- [Selected excerpt]
How to cite this URL:
Singh SP, Chawla YK. Treatment of chronic hepatitis B: A bridge too far. Hep B Annual [serial online] 2006 [cited 2019 Jun 25];3:7-10. Available from: http://www.hepatitisbannual.org/text.asp?2006/3/1/7/32769


The present issue of this journal focuses on the two novel antiviral agents now available against hepatitis B virus (HBV) infection and certain special situations in relation to HBV infection which are virtually not touched at all or addressed adequately in most reviews and chapters on the management of chronic hepatitis B (CHB).

Dr. J Fung, Dr. CL Lai and Dr. MF Yuen from Hongkong review Telbivudine the latest weapon in the arsenal against hepatitis B. Telbivudine which is an orally administered nucleoside analog selectively inhibits HBV replication. Telbivudine has demonstrated potent activity against HBV in clinical trials, with good tolerance, lack of mitochondrial toxicity and no dose-limiting side effects. Although the authors stress upon the role of Telbivudine as a promising and upcoming agent for the treatment of CHB, in view of its excellent safety profile and potent antiviral effect, further studies are required to determine its long-term efficacy in the prevention of cirrhosis and its related complications including HCC.

In the second review, Dr. CK Tan from Singapore critically appraises Entecavir, a new guanosine nucleoside analogue with specific activity against HBV DNA polymerase. The review highlights the advantages of Entecavir over lamivudine and adefovir dipivoxil, especially superior efficacy, lack of any major adverse effects and limited potential for resistance. Interestingly, Dr. Tan asserts that Entecavir should be considered a first- or second-line treatment option for the management of HBeAg-positive or -negative nucleoside-naive or lamivudine-refractory CHB patients. However with the limited data available it would be too premature to put all the eggs in one basket; in fact towards the end of the review, Dr. Tan himself speculates on the spectre of appropriate combination therapy being possibly superior to monotherapy.

Dr. CJ Liu and Dr. JH Kao from Taiwan in the chapter on the epidemiology and therapeutic implications of the HBV Genotypes, highlight the differences existing in the clinical and virologic characteristics among different HBV genotypes, and stress the importance of determining HBV genotype in patients with chronic HBV infection to gain more information for etiologic, clinical, and prognostic evaluation. The authors surmise that if responses to a given antiviral agent can be predicted based on HBV genotypes, therapy can then be individualized to spare the cost and adverse effects of ineffective treatment. Finally, they stressed the need to examine in details the molecular and virologic mechanisms accounting for the clinical phenotypes of HBV genotypes.

Dr Anna Liberek and co-workers from Poland address the important issue of managing children with CHB. The role of immune immaturity in perpetuation of HBV infection, its natural history, clinical outcome with its serious long-term consequences, and therapeutic approach in children are reviewed in the paper by the authors. However, the authors conclude that in view of the high incidence of hepatitis B infection, and lack of fully effective treatment of chronic hepatitis and its serious complications, the prevention of the infection by vaccination of the populations at risk becomes especially important.

- [The task]
Carry on the editorial on treating chronic hepatitis B from the point where it stops. The listing that comes next has nothing to do with this text.

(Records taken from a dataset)
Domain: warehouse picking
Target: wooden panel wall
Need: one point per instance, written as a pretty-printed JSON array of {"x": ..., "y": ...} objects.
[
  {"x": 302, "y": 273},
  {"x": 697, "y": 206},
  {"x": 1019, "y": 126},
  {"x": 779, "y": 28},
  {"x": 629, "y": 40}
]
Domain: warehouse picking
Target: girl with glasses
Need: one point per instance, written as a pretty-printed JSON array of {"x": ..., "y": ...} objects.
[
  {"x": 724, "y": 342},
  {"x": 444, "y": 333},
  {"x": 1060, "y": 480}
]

---

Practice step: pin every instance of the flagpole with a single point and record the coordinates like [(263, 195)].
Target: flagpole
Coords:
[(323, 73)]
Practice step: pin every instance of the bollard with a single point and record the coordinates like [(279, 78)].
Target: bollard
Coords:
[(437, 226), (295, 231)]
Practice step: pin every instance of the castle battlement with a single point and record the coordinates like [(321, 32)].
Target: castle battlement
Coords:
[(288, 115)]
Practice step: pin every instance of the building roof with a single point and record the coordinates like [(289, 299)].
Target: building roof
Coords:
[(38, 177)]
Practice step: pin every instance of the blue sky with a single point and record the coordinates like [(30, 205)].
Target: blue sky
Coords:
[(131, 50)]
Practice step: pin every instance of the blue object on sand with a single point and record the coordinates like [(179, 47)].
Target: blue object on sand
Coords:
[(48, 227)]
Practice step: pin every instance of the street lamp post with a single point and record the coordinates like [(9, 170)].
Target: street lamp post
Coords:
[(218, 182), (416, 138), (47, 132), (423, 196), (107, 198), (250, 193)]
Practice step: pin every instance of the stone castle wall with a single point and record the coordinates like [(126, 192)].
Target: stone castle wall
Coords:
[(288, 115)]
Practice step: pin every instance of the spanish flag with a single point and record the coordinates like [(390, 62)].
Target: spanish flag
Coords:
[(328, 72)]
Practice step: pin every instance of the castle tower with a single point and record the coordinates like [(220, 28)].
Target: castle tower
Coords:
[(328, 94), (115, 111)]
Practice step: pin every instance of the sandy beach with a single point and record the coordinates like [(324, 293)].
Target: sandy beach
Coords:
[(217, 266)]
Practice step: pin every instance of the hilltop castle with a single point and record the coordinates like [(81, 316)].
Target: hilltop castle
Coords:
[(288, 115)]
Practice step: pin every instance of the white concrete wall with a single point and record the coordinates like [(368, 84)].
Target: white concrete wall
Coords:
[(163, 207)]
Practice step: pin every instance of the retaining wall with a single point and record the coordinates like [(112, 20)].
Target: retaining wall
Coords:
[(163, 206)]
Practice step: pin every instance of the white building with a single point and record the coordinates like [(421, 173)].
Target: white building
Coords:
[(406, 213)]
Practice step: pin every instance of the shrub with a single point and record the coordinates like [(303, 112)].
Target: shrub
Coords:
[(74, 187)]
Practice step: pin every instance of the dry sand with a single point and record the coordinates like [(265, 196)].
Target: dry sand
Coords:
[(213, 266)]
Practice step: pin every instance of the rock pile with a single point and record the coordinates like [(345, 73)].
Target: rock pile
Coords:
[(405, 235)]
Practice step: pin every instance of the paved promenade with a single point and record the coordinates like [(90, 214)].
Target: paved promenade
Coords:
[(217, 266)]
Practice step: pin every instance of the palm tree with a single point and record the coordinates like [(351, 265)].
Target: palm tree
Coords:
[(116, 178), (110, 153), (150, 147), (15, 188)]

---

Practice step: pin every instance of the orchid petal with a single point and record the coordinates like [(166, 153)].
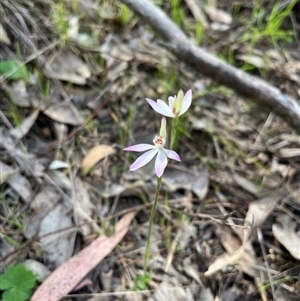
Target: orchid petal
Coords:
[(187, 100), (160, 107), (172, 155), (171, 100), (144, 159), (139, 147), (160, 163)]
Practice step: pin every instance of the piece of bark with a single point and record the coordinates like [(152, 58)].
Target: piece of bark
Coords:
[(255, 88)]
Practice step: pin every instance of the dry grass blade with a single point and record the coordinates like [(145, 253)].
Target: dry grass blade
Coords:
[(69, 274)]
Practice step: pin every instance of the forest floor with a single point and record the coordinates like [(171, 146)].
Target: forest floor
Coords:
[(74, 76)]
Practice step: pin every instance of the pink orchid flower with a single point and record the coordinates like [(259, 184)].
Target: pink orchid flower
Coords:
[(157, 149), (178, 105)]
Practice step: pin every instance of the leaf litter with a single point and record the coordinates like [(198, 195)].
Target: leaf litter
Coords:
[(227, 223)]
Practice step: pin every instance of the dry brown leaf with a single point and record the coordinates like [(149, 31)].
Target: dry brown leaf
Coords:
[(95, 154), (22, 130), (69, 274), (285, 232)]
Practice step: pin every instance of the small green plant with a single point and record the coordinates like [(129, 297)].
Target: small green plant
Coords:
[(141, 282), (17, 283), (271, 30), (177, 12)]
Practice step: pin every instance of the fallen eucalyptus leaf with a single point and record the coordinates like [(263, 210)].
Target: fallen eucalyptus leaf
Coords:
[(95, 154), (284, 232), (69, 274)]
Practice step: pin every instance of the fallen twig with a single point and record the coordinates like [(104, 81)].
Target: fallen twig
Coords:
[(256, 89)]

- [Output of the exercise]
Dr. PN Wong, Dr. SK Mak, and Dr. AK Wong from Hongkong review the management of chronic hepatitis B infection in patients with end-stage renal disease and dialysis. Chronic hepatitis B virus (HBV) infection is an important issue among dialysis patients. Apart from infection control considerations, chronic HBV infection also poses particular problems to dialysis patients in terms of diagnosis and treatment of hepatic complications, and pre-transplant management. This review summarizes the recent knowledge and understanding regarding the natural history, clinical presentation and outcome of chronic hepatitis infection in uraemic patients, and limitations of various existing diagnostic measures in the management of hepatic complications. In this review, the authors propose an algorithm for approaching this group of patients and discuss the indications of liver biopsy, options of anti-viral therapy and pre-transplant workup in dialysis patients with chronic hepatitis B infection.

These are followed by an exotic review on the oft ignored extrahepatic manifestations of HBV infection by Dr. Michael Shim and Dr. SH Han. Several extrahepatic syndromes including Polyarteritis nodosa (PAN), HBV-associated glomerulonephritis (GN), and a serum-sickness like "arthritis-dermatitis" prodrome are associated with chronic HBV infection, and these syndromes contribute significantly to the morbidity and mortality in these patients. The authors elegantly discuss not only the mechanism of development of these syndromes but also the optimal strategies to be adopted to treat these syndromes.

Next, we have a chapter on management of HBV infection with normal ALT. In this review, Dr. Deepak Amarapurkar from Mumbai emphasizes that although traditionally ALT has been considered a marker for hepatocellular injury, and treatment guidelines often suggest that patients with normal ALT should not be treated, there is a need for a reappraisal of this approach. While summarizing the information available on this subject, Dr. Amarapurkar discusses the implications of ALT levels in CHB, and concludes that treatment of CHB should be base on the HBV DNA levels and histological activity even when ALT is normal.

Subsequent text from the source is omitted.